*Obiettivo dell'esercizio*. Elenca tutti i modi in cui, secondo la citazione dal DSM V riportata nel brano sul trauma, un individuo può essere coinvolto in un trauma.

--- Brano estratto ---

Le patologie legate alla dipendenza e abuso di alcool/sostanze psicotrope agiscono sull’umore, sulle emozioni, sul comportamento e sulle relazioni sociali e possono provocare esperienze di abuso ed essere causa di frequenti incidenti.
Conseguenze a breve e lungo termine del trauma sul minore
Nei casi più gravi, in cui il conflitto esplode in atti di violenza, fino anche all’omicidio del coniuge, il benessere del bambino, è gravemente compromesso, in quanto il minore in questione, non solamente si trova a dover affrontare gli effetti psicologici del lutto improvviso e del trauma, ma anche un cambiamento radicale di vita (casa, scuola, amici, nuovi tutori).
Cos’è un trauma?
Il trauma psicologico viene definito come “una circostanza in cui un evento supera o eccede la capacità di una persona di proteggere il proprio benessere e la propria integrità psichica”, la definizione comprende “sia le caratteristiche dell’evento stesso sia gli aspetti soggettivi della risposta dell’individuo”.
Il DSM V sottolinea questi aspetti e li ricomprende evidenziando come il trauma: “prevede l’esposizione, reale o minacciata, a morte, lesioni gravi o violenza sessuale. L’individuo può essere vittima diretta del trauma; può assistervi in qualità di testimone; può venirne a conoscenza quando la vittima dell’evento traumatico è un membro della famiglia o un amico intimo (purché si sia trattato di un evento inatteso, violento e accidentale); può essere esposto ripetutamente o in modo estremo a dettagli ripugnanti di un evento traumatico”.
Effetti a lungo termine di un trauma
L’esposizione alla violenza e al maltrattamento subito direttamente o indirettamente può provocare trauma psicologico ed è stato definito da autorevoli autori. La Herman (2005) lo ha definito “il dolore degli impotenti”, il trauma acuto, connesso a gravi situazioni di maltrattamento all’infanzia quello che paralizza, toglie la forza di reagire, lascia sopraffatti, “Il bambino intrappolato in un ambiente prevaricante, si trova a dover affrontare un compito di adattamento di grave complessità. Dovrà trovare una strada per conservare un senso di fiducia in gente inaffidabile, sicurezza in un ambiente insidioso, controllo in una situazione di assoluta imprevedibilità, senso di potere in una condizione di mancanza di pote- re” (Herman 2005).

--- Informazioni ---

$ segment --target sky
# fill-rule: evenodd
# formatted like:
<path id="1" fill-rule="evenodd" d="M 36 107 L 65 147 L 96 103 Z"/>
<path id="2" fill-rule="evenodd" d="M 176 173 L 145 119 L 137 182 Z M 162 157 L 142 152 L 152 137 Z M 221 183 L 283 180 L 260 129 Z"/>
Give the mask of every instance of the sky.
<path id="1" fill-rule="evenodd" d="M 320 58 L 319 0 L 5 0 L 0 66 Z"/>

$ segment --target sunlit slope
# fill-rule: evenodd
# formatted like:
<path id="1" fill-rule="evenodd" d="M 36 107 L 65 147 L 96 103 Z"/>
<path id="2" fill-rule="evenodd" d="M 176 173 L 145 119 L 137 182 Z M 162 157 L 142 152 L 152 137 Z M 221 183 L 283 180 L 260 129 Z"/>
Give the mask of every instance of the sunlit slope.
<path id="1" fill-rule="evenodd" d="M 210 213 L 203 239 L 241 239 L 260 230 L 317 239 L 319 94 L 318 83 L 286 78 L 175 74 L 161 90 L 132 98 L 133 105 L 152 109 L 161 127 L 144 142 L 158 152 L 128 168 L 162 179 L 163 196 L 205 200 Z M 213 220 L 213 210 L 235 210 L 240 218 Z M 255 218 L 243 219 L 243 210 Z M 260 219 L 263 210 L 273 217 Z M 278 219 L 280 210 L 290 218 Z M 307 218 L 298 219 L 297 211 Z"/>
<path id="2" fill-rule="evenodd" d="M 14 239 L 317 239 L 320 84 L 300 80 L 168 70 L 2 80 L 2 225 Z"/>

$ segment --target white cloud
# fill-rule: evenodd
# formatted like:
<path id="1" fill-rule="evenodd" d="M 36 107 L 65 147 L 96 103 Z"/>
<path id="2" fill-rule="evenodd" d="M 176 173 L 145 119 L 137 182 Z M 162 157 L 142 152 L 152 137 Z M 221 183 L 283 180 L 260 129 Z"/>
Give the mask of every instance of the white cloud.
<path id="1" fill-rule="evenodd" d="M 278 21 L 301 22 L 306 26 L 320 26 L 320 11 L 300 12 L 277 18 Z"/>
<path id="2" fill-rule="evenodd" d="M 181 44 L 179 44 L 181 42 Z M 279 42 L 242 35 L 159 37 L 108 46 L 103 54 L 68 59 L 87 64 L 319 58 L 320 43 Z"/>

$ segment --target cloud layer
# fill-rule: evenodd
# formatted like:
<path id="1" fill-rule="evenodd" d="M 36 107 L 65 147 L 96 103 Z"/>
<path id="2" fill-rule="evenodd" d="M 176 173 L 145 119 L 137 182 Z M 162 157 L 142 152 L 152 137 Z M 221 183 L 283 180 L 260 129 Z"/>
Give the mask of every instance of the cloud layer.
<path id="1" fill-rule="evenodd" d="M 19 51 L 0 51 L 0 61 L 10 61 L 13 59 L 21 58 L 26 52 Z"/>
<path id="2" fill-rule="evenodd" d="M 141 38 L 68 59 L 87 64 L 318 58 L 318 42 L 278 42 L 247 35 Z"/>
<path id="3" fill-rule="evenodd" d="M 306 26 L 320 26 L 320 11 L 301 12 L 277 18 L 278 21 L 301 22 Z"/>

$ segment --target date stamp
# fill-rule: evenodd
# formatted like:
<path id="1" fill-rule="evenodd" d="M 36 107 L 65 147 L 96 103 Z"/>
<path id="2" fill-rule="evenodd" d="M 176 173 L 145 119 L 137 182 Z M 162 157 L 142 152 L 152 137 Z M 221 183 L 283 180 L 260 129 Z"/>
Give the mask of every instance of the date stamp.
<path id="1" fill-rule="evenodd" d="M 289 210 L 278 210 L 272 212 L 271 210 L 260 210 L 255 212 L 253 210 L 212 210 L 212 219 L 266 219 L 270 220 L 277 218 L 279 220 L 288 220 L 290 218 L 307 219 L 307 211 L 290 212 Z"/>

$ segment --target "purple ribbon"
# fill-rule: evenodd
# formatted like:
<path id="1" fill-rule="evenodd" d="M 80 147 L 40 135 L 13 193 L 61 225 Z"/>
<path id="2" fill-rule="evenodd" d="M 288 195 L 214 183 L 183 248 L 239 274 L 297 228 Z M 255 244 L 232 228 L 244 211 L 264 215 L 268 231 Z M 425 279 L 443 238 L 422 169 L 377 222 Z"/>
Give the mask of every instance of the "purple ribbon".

---

*Esito del compito*.
- Può esserne vittima diretta.
- Può assistervi in qualità di testimone.
- Può venirne a conoscenza quando la vittima dell'evento traumatico è un membro della famiglia o un amico intimo, purché si sia trattato di un evento inatteso, violento e accidentale.
- Può essere esposto ripetutamente o in modo estremo a dettagli ripugnanti di un evento traumatico.